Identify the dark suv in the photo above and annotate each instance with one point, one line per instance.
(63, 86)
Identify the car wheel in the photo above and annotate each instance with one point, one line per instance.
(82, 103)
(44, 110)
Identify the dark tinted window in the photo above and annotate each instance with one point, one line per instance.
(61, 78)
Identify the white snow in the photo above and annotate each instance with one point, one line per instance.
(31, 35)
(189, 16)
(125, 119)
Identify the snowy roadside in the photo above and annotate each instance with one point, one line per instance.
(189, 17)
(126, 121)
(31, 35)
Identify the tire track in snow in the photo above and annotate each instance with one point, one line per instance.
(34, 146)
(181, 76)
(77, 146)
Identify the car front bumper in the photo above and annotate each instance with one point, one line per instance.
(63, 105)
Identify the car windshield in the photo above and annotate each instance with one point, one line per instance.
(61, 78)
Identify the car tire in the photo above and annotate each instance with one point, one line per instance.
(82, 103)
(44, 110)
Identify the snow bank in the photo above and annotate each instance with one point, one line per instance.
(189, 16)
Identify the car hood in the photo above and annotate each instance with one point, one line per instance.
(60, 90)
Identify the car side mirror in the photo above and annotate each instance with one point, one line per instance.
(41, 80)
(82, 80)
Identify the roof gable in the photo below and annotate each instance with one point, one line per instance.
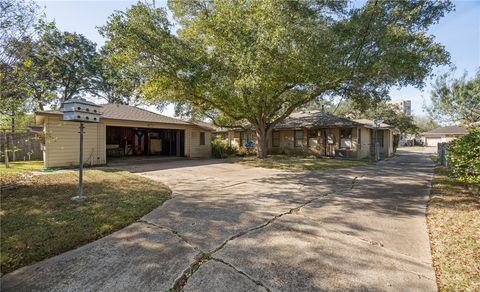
(314, 119)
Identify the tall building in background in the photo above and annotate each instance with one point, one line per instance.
(404, 106)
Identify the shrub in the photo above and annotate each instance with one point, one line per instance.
(464, 157)
(220, 149)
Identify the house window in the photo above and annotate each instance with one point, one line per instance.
(359, 135)
(346, 138)
(312, 138)
(275, 139)
(246, 137)
(298, 138)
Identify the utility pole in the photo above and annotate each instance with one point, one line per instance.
(377, 144)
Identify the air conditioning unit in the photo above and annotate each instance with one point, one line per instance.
(81, 110)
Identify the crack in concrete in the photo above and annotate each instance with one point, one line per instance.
(182, 280)
(174, 232)
(255, 281)
(270, 221)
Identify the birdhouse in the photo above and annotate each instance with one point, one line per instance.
(80, 110)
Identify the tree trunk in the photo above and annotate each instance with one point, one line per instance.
(11, 137)
(262, 141)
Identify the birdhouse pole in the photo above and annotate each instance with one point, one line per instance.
(81, 197)
(80, 110)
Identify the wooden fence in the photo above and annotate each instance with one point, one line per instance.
(28, 146)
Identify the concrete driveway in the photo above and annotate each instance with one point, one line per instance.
(236, 228)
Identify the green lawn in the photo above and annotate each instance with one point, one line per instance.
(453, 217)
(298, 163)
(18, 170)
(38, 219)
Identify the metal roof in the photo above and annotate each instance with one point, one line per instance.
(128, 113)
(455, 130)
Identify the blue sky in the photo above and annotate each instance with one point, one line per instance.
(459, 31)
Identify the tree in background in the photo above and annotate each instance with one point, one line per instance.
(387, 112)
(456, 100)
(73, 57)
(117, 81)
(258, 61)
(464, 157)
(425, 124)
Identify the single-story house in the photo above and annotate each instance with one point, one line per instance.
(122, 131)
(321, 134)
(442, 135)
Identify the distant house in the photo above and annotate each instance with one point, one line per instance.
(123, 131)
(320, 134)
(442, 135)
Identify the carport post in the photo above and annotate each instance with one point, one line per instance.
(80, 197)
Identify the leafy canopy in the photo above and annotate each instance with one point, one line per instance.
(260, 60)
(456, 100)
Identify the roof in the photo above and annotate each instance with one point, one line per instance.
(371, 124)
(449, 130)
(205, 125)
(312, 119)
(129, 113)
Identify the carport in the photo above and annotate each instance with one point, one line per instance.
(130, 141)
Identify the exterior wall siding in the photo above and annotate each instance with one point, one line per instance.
(328, 142)
(197, 150)
(62, 143)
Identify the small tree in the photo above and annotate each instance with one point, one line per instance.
(464, 157)
(456, 100)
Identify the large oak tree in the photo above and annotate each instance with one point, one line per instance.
(257, 61)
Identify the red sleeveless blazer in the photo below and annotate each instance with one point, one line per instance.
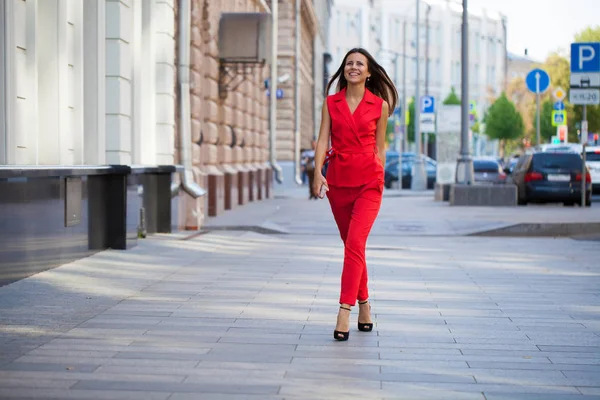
(353, 159)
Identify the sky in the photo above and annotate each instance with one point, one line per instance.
(543, 26)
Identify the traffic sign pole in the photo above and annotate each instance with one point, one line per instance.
(537, 91)
(537, 82)
(583, 142)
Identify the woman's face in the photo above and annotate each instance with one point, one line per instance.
(356, 69)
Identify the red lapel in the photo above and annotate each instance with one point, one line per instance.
(342, 107)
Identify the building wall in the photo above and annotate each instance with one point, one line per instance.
(286, 67)
(229, 133)
(116, 108)
(378, 26)
(314, 18)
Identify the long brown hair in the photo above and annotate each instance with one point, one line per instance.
(379, 83)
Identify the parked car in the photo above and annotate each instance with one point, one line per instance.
(391, 172)
(488, 171)
(551, 177)
(592, 160)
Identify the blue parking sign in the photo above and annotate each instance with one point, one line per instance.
(427, 105)
(585, 57)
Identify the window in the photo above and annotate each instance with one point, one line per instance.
(414, 63)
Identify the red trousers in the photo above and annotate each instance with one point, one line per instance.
(355, 210)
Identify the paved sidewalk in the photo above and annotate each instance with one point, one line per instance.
(241, 315)
(405, 213)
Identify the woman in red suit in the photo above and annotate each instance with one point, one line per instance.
(355, 119)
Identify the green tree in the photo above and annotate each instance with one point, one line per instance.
(452, 98)
(589, 34)
(503, 121)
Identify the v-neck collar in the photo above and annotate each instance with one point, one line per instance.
(359, 103)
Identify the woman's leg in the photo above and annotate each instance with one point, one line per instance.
(342, 202)
(354, 275)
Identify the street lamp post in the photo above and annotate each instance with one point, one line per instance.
(419, 180)
(464, 168)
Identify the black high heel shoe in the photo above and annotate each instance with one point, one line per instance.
(339, 335)
(362, 326)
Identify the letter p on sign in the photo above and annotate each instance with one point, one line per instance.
(586, 53)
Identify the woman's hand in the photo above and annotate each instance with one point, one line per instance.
(319, 184)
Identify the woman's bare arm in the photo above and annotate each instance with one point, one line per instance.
(381, 129)
(323, 140)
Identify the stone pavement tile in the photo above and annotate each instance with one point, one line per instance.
(336, 375)
(45, 352)
(357, 339)
(386, 365)
(177, 387)
(230, 372)
(212, 322)
(533, 366)
(34, 363)
(49, 364)
(570, 349)
(314, 388)
(533, 352)
(398, 340)
(454, 312)
(520, 377)
(133, 320)
(139, 312)
(226, 396)
(591, 391)
(581, 378)
(467, 358)
(494, 388)
(66, 341)
(192, 343)
(537, 396)
(127, 373)
(23, 382)
(70, 394)
(143, 355)
(261, 339)
(574, 360)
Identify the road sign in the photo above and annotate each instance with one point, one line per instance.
(584, 96)
(427, 105)
(563, 136)
(585, 73)
(559, 94)
(537, 80)
(472, 107)
(278, 93)
(427, 124)
(584, 131)
(559, 118)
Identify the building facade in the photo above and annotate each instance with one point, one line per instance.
(379, 26)
(122, 117)
(519, 66)
(303, 33)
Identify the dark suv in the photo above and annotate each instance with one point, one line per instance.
(551, 177)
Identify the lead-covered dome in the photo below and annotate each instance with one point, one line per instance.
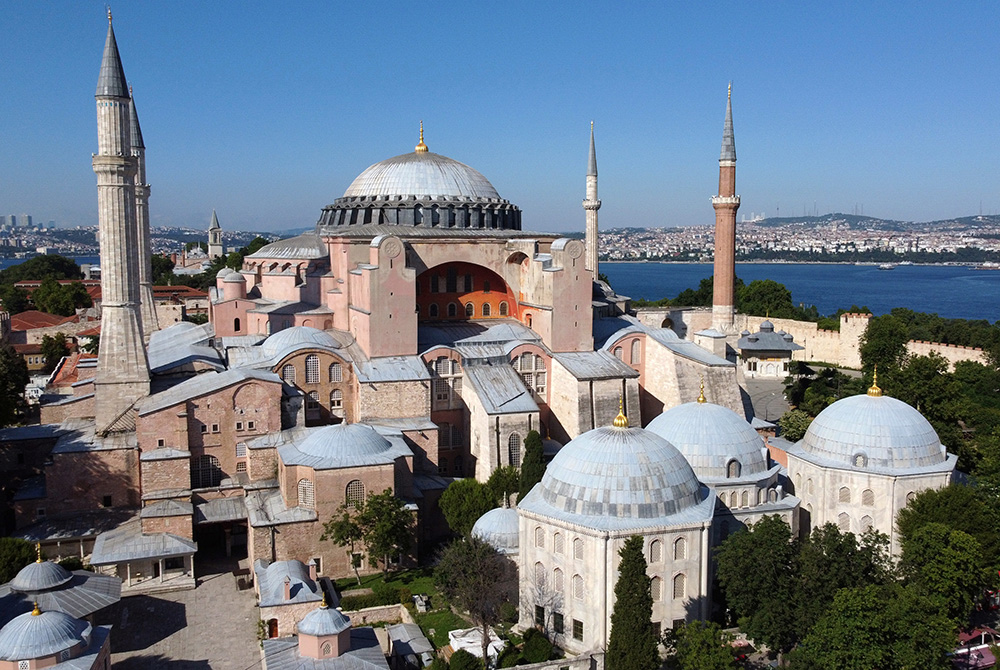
(874, 432)
(718, 443)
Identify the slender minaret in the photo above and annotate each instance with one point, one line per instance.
(147, 306)
(215, 238)
(725, 204)
(122, 369)
(591, 205)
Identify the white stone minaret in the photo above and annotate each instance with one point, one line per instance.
(122, 369)
(591, 205)
(147, 305)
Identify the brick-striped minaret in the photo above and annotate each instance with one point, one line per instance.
(122, 367)
(147, 306)
(725, 204)
(591, 205)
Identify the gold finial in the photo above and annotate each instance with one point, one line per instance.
(421, 147)
(874, 391)
(621, 421)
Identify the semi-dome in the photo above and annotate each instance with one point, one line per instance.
(619, 472)
(36, 634)
(297, 337)
(498, 528)
(874, 432)
(40, 576)
(712, 438)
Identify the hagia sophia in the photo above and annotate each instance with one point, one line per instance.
(417, 336)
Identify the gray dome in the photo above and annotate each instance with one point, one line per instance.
(710, 437)
(345, 442)
(499, 529)
(296, 336)
(324, 621)
(421, 174)
(31, 635)
(40, 576)
(873, 432)
(617, 472)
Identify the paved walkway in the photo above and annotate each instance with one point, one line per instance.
(211, 627)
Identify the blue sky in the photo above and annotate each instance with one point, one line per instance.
(267, 111)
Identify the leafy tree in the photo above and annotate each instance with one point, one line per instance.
(703, 646)
(794, 424)
(13, 378)
(754, 566)
(463, 502)
(632, 643)
(532, 466)
(15, 553)
(478, 579)
(54, 347)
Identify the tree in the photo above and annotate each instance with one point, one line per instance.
(703, 646)
(478, 579)
(532, 466)
(463, 502)
(13, 379)
(632, 643)
(15, 553)
(754, 569)
(54, 347)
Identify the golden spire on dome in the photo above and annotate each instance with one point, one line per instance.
(421, 147)
(874, 391)
(621, 421)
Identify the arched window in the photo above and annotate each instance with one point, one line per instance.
(514, 449)
(312, 369)
(355, 493)
(680, 586)
(307, 497)
(205, 472)
(655, 551)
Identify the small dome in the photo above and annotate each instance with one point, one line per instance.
(345, 442)
(874, 432)
(499, 529)
(620, 472)
(711, 437)
(421, 174)
(323, 621)
(297, 336)
(31, 635)
(40, 576)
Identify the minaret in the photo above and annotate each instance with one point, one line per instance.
(147, 306)
(122, 369)
(215, 238)
(725, 204)
(591, 205)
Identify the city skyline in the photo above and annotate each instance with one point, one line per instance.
(268, 114)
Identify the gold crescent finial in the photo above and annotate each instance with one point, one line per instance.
(421, 147)
(874, 391)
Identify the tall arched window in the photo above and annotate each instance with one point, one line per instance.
(514, 449)
(312, 369)
(307, 497)
(355, 493)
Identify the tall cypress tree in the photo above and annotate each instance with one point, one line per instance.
(632, 644)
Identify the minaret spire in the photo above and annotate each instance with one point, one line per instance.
(590, 206)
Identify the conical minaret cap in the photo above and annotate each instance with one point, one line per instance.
(728, 142)
(111, 81)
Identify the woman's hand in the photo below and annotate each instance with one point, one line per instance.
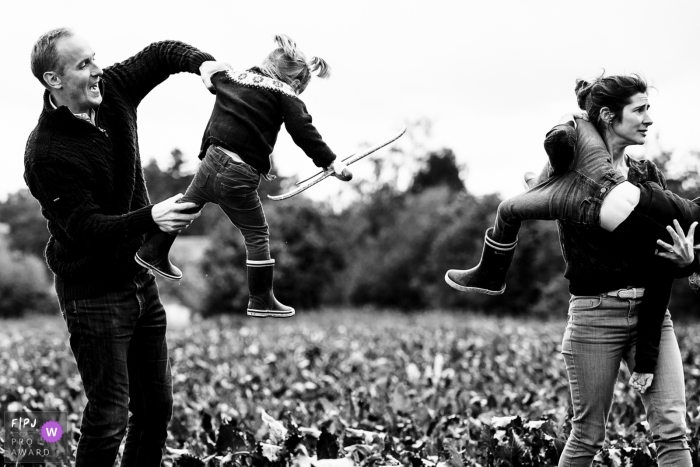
(681, 252)
(640, 382)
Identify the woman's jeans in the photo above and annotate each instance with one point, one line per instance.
(118, 341)
(602, 332)
(233, 186)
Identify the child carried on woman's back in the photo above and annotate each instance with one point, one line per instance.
(249, 111)
(580, 186)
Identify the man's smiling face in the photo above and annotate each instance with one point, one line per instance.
(79, 74)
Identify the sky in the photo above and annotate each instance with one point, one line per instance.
(492, 77)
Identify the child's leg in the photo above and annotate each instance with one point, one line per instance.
(532, 204)
(657, 293)
(241, 204)
(154, 253)
(237, 186)
(489, 276)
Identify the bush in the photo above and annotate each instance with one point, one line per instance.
(24, 284)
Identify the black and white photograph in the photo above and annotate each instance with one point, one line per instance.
(350, 234)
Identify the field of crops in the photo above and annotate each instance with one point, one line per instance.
(371, 388)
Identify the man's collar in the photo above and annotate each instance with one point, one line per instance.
(90, 118)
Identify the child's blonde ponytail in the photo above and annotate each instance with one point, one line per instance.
(288, 45)
(320, 67)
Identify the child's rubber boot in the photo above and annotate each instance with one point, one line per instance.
(489, 276)
(262, 302)
(153, 255)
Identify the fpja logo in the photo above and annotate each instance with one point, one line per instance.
(35, 437)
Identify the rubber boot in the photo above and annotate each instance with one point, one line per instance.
(489, 276)
(261, 301)
(153, 255)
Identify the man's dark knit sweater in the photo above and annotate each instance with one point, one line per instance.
(247, 119)
(88, 178)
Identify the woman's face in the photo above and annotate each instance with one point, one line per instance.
(632, 127)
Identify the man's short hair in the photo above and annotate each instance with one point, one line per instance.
(44, 57)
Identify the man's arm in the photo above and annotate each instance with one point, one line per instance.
(71, 206)
(144, 71)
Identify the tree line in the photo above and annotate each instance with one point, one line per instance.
(387, 248)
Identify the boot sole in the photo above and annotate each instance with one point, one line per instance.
(463, 288)
(270, 314)
(154, 269)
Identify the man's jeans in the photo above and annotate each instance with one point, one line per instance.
(118, 341)
(233, 186)
(601, 332)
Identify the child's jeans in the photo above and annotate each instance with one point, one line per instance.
(233, 186)
(574, 196)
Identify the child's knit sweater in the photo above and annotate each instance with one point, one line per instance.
(248, 114)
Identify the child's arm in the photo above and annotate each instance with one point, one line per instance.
(560, 146)
(299, 125)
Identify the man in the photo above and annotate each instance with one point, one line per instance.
(82, 164)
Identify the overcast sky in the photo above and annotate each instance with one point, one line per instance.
(492, 76)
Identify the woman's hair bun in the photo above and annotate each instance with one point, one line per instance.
(583, 90)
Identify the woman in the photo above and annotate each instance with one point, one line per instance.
(605, 281)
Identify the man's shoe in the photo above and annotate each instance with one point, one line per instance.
(489, 276)
(262, 302)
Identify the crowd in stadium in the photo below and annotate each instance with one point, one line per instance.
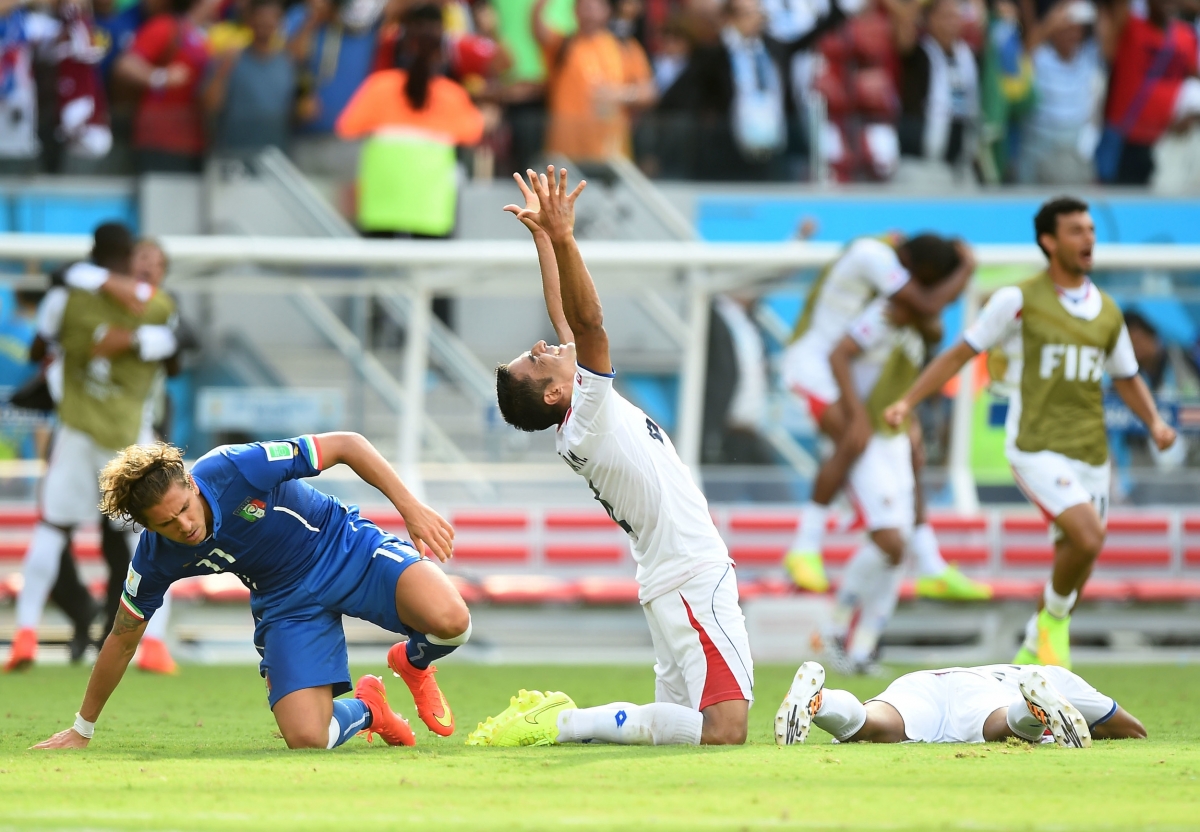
════════
### SHORT EXERCISE
Copy out exactly the lines from the one with "Identify the man's short" through the end of the listing, both ends included, omitting any picture.

### CORRECT ANSWER
Identify the man's short hair in the photo above and annotate each instance with one point, one line per instance.
(44, 57)
Identify the man's arm in the photo above and annotate each instance with one point, one line per instance.
(71, 206)
(144, 71)
Identify the tree line in the photo above and annotate each instance with one point, one line per instance.
(387, 248)
Identify the boot sole in the photo above and annotate each instance with one point, one line per instance.
(463, 288)
(270, 314)
(154, 269)
Identify the man's jeans in the photo above and annotate each instance with one point, one line per instance.
(118, 341)
(233, 186)
(601, 332)
Identify the child's jeans in the photo above and annotate each instance with one point, one line per instance.
(233, 186)
(574, 196)
Identify the child's knit sweater in the photo above and annotate each instance with one point, one line per instance.
(248, 114)
Identify the child's arm in the photo above and annotate each instance with one point, one line per instance.
(560, 146)
(299, 125)
Identify the man in the photo above and annotate each instance with one point, one line per instance.
(82, 164)
Identify the overcast sky in the photo above and annotate each instance with one point, one line per instance.
(492, 76)
Identify the woman's hair bun in the photo above and annotate each instance with one point, one line per instance.
(583, 90)
Identify the woman in the photo above and annotate each instance with one point, one line per instance.
(605, 281)
Identify the man's shoe in the photo above and annotate each instance with one point, one line per instance.
(489, 276)
(262, 302)
Identify the crowd in stadium in the photo below and annotate each instance with one point, one line per instance.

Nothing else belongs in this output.